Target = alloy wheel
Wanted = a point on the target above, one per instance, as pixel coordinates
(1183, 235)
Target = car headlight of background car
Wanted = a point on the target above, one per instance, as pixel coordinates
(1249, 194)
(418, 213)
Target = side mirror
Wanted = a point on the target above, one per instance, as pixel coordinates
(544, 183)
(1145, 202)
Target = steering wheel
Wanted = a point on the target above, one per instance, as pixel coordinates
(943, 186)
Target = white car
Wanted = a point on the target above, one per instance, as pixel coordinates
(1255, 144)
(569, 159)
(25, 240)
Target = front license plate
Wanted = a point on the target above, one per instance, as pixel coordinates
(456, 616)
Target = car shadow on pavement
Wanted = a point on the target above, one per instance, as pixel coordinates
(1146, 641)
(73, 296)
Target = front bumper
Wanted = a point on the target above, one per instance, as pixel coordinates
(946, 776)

● **PROBLEM TO SOLVE**
Put each line of the listing above into a JSON list of strings, one string per line, and leave out any blank lines.

● **RIGHT ANSWER**
[
  "Target = alloy wheel",
  "Wanted = a point on the target above, one per instance, as pixel coordinates",
  "(1183, 235)",
  "Target = car headlight of background car",
  "Wanted = a point on the target above, one per instance, as pixel coordinates",
  "(1249, 194)",
  "(418, 213)",
  "Target = side mirror",
  "Wanted = a point on the target above, one per instance, as pixel coordinates",
  "(544, 183)",
  "(1145, 202)",
  "Target = steering wheel",
  "Wanted = a point on the target above, one per instance, as pixel coordinates",
  "(943, 186)",
  "Target = white car",
  "Wanted = a point on the target above, one per instance, as pixel coordinates",
  "(1255, 144)",
  "(569, 159)",
  "(25, 240)",
  "Target = front license plate",
  "Wanted = a point on the target above, one per instance, as pixel coordinates",
  "(456, 616)",
  "Target = car shadow on pavement",
  "Wanted = a point on the target above, one per instance, as pixel coordinates",
  "(1146, 641)",
  "(73, 296)",
  "Target = front bumper",
  "Wanted = a point on the target above, one per instance, as pixel coordinates",
  "(946, 776)"
]